TEXT PASSAGE
###
Without the DNA of your franchise system, there will be no replicating and no growth. It’s simply an evolutionary fact
Published 2017-11-29
Your DNA is in the franchise operations manuals. For any franchisor, system manuals along with training and internal communications are the foundation that allows your franchisees to consistently deliver on your Brand Promise. Think of them as the DNA of your franchise system.

Documenting your business serves multiple purposes. The process of developing your operations manuals library requires your team to come to agreement on how you want franchisees to operate, the standards that are important to you, and the organizational culture you want to convey to your franchisees. Having a well-designed set of operations and other manuals assures you that there is one central source of standards, requirements, and processes for your franchisees to be guided by.
###
LIST OF TASKS
- a) Name the three things the franchise manuals text gives as the foundation that lets franchisees consistently deliver on the Brand Promise.
- b) In the franchise manuals text, switch "DNA" to "blueprint" throughout the stretch from "Without the DNA" through "be guided by.".
Rely only on the franchise manuals text.

(Records from a data source)
###
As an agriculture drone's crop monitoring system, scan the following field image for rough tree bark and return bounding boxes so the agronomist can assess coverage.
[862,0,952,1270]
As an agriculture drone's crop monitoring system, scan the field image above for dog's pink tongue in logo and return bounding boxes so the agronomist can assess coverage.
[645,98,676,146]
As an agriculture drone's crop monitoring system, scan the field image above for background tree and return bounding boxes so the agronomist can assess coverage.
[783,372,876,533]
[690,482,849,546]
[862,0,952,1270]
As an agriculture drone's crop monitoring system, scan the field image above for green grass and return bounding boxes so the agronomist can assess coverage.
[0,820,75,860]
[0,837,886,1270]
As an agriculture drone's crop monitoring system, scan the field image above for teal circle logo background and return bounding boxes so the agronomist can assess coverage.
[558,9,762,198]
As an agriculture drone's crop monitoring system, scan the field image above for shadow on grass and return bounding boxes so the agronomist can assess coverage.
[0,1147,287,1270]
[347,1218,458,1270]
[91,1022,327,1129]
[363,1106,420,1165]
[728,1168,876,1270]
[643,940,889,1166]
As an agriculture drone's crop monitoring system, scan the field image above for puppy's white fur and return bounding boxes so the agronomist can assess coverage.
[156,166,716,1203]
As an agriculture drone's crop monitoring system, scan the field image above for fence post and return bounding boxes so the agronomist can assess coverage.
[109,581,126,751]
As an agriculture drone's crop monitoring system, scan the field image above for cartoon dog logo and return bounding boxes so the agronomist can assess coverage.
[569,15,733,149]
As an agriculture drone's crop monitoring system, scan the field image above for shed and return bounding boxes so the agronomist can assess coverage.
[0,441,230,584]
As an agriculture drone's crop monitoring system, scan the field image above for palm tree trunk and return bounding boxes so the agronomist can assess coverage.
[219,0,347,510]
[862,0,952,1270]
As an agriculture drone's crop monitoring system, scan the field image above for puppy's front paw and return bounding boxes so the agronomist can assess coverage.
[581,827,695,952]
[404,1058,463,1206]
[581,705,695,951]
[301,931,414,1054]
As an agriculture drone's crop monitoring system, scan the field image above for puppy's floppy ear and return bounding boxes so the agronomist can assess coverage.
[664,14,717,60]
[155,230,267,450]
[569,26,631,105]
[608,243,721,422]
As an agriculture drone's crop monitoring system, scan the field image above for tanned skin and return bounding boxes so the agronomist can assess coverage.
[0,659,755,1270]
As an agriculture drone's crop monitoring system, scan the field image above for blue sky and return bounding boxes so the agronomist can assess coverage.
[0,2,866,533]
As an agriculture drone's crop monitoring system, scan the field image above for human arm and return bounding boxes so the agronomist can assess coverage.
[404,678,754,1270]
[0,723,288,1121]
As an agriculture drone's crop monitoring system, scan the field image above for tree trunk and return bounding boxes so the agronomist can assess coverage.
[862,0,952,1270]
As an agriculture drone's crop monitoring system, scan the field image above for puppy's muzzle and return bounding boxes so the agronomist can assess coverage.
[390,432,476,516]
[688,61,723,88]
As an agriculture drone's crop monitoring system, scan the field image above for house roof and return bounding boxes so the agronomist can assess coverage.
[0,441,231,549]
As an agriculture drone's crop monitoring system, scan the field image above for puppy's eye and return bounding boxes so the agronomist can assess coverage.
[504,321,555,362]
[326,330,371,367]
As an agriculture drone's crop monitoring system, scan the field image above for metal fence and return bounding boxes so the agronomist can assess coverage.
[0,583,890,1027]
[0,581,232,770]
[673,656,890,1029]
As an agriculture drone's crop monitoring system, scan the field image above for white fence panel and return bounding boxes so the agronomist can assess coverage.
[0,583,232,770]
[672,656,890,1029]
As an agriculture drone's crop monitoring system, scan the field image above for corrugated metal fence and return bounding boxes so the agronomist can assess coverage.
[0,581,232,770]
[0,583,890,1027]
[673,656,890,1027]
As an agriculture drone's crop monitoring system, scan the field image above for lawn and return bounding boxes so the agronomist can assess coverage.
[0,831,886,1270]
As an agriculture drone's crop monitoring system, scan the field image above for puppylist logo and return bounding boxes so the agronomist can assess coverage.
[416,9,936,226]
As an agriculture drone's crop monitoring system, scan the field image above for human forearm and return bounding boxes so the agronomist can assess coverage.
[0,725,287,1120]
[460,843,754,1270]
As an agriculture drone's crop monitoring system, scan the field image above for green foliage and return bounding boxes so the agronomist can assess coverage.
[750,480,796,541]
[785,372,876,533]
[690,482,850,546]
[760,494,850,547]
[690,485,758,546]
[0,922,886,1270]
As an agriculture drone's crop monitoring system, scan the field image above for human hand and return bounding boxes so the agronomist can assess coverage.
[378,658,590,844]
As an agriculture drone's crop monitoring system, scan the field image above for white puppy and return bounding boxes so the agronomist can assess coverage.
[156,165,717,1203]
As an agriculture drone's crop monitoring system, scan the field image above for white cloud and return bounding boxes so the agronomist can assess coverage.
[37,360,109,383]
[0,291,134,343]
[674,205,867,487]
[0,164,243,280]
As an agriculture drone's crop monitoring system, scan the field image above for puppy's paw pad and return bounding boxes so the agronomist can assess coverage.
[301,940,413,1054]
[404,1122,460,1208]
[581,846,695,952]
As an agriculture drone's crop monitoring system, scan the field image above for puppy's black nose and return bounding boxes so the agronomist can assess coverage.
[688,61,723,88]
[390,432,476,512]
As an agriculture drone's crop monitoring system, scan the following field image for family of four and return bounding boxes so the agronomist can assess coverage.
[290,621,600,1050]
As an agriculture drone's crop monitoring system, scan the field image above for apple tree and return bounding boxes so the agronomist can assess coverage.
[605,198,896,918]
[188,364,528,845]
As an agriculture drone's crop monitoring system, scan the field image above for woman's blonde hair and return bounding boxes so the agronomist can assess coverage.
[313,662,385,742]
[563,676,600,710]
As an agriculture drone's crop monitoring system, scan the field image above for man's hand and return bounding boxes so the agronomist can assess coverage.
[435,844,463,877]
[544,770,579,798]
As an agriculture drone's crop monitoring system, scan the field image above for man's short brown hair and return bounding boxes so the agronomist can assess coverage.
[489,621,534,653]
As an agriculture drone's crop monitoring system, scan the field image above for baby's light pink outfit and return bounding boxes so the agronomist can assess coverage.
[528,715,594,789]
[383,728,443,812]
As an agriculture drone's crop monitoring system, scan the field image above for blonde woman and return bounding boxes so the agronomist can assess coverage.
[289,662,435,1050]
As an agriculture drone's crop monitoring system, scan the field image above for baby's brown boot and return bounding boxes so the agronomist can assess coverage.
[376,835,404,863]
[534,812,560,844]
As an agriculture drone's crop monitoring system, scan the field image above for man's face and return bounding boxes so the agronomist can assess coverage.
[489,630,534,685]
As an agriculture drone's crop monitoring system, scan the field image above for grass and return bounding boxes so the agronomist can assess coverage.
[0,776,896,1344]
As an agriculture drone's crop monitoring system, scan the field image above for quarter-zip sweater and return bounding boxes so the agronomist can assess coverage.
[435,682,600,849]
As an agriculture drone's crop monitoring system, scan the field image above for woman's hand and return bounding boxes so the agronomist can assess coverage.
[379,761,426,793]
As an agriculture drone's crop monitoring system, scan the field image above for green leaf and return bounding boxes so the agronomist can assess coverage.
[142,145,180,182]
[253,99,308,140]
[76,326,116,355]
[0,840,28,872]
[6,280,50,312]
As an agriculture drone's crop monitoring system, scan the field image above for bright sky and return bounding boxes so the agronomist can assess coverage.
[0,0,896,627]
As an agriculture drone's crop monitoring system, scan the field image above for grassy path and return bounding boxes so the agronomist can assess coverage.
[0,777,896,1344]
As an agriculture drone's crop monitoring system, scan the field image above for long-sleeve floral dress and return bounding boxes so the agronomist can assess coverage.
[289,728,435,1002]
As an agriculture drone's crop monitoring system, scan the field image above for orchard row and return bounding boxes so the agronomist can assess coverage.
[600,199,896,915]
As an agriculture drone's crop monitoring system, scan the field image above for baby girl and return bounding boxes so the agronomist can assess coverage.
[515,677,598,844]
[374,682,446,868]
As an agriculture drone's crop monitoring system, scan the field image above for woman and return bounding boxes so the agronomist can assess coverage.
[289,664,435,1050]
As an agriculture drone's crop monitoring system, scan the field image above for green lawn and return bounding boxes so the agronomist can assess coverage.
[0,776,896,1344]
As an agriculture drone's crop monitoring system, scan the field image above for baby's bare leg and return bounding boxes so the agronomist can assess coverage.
###
WRITTEN ANSWERS
- a) System manuals, training, and internal communications.

- b)
Without the blueprint of your franchise system, there will be no replicating and no growth. It’s simply an evolutionary fact
Published 2017-11-29
Your blueprint is in the franchise operations manuals. For any franchisor, system manuals along with training and internal communications are the foundation that allows your franchisees to consistently deliver on your Brand Promise. Think of them as the blueprint of your franchise system.

Documenting your business serves multiple purposes. The process of developing your operations manuals library requires your team to come to agreement on how you want franchisees to operate, the standards that are important to you, and the organizational culture you want to convey to your franchisees. Having a well-designed set of operations and other manuals assures you that there is one central source of standards, requirements, and processes for your franchisees to be guided by.